** Records provided **
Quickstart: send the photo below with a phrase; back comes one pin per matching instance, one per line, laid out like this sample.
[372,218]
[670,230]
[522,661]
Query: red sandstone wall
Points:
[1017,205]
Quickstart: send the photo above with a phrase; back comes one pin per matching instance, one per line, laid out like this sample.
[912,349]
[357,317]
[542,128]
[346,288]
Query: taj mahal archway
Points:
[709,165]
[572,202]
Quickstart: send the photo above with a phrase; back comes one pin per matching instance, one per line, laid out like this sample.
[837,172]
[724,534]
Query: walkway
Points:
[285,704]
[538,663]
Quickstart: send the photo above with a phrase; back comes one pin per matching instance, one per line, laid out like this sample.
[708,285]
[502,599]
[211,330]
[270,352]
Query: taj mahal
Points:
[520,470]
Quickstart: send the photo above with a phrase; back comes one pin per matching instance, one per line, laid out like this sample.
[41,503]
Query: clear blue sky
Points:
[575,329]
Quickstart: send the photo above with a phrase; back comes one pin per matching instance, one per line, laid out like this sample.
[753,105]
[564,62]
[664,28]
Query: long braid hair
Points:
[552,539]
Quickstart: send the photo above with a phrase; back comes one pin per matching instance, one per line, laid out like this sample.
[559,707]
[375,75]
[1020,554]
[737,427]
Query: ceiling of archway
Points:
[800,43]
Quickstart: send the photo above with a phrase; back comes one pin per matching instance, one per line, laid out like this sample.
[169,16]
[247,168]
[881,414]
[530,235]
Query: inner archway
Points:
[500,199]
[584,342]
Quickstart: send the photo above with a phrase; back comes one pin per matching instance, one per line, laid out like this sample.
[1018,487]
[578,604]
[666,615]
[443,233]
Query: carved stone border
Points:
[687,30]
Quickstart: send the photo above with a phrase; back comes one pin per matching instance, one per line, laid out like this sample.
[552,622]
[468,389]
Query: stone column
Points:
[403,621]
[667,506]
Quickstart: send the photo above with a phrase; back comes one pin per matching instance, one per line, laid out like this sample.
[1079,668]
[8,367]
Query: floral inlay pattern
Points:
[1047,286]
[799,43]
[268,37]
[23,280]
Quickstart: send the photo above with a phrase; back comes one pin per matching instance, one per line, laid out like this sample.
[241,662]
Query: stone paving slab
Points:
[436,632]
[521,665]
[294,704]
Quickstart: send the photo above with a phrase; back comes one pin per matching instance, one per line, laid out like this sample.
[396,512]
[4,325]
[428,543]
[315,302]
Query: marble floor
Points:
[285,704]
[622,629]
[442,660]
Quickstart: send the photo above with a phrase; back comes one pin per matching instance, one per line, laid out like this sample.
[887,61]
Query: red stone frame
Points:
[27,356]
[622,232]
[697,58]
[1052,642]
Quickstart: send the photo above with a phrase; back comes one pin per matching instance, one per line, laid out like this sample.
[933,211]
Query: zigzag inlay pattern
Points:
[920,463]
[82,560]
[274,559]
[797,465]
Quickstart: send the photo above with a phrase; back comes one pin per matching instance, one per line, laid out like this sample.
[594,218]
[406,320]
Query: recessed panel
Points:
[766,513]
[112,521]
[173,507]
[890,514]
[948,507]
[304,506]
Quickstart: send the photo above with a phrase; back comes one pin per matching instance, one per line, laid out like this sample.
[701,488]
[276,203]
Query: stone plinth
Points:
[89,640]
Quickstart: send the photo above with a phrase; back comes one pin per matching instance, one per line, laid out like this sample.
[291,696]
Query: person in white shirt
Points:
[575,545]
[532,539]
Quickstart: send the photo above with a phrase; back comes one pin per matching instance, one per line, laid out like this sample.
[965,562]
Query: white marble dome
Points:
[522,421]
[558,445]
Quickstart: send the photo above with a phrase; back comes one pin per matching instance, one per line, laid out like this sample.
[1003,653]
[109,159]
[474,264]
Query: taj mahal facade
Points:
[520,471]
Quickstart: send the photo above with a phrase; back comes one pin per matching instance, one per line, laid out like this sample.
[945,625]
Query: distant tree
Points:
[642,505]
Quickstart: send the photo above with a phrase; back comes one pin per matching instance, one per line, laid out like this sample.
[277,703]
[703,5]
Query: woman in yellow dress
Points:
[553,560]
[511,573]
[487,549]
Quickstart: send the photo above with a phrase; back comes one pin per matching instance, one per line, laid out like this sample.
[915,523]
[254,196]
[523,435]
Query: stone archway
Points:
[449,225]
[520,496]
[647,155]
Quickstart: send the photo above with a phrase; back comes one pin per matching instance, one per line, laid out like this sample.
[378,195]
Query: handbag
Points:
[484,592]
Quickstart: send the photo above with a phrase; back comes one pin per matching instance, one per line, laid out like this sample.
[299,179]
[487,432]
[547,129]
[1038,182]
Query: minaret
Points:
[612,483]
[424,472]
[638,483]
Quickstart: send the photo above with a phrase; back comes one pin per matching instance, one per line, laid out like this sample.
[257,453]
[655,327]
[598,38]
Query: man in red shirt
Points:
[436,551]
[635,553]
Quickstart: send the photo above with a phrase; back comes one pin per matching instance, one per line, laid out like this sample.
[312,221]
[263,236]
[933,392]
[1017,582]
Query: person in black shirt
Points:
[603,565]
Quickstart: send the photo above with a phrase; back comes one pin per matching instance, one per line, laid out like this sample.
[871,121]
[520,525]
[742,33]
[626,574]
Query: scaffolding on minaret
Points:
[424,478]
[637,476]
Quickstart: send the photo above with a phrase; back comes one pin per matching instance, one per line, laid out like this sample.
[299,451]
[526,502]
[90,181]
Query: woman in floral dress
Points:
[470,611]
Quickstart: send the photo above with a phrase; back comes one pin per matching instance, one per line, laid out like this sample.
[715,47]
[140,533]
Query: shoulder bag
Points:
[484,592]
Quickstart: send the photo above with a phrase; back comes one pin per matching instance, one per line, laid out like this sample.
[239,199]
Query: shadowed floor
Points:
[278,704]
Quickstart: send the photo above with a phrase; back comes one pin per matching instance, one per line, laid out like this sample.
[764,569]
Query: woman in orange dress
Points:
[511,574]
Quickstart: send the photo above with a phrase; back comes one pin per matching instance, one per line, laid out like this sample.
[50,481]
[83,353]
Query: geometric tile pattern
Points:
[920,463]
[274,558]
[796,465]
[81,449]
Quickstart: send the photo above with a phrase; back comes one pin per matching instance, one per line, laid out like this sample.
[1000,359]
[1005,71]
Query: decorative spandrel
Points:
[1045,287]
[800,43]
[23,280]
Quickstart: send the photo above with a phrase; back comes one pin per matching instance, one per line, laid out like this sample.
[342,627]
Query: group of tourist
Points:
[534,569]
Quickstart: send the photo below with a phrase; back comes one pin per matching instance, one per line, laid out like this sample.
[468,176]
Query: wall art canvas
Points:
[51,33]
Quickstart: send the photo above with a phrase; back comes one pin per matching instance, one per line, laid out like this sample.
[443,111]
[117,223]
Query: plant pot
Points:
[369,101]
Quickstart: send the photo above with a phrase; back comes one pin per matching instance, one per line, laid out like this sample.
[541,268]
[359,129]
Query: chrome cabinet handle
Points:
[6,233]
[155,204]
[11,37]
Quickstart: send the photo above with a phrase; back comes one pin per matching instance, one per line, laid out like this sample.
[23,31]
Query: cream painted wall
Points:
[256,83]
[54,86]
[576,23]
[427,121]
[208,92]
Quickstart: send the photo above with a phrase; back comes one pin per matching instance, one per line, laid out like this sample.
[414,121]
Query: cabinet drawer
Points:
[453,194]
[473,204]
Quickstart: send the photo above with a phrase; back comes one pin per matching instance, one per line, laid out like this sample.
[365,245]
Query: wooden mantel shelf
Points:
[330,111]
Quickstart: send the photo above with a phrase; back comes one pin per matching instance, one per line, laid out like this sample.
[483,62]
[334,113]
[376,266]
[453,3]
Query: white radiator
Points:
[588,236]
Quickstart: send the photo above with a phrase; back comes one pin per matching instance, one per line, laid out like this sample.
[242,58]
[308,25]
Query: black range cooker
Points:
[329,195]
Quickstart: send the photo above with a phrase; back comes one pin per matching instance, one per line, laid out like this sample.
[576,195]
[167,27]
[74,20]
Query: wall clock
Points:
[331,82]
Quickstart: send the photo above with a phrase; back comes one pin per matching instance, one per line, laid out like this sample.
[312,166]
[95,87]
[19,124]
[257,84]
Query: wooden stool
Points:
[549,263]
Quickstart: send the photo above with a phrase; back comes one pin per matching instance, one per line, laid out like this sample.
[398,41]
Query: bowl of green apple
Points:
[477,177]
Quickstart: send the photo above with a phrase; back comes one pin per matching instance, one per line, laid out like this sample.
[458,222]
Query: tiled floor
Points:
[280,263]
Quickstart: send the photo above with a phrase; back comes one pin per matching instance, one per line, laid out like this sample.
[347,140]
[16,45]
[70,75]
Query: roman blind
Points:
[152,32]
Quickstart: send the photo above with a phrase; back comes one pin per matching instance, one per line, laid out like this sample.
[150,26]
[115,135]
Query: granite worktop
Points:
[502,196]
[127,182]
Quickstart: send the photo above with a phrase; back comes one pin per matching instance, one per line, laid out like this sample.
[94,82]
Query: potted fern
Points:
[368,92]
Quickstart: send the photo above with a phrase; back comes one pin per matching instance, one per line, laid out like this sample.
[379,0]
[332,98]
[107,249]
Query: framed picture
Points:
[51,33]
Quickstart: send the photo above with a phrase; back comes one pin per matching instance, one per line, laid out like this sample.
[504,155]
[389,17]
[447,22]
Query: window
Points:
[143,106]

** Task description **
How many lines in the listing above contain the word "cabinet" with matching case? Reply with the number alone.

** Reply **
2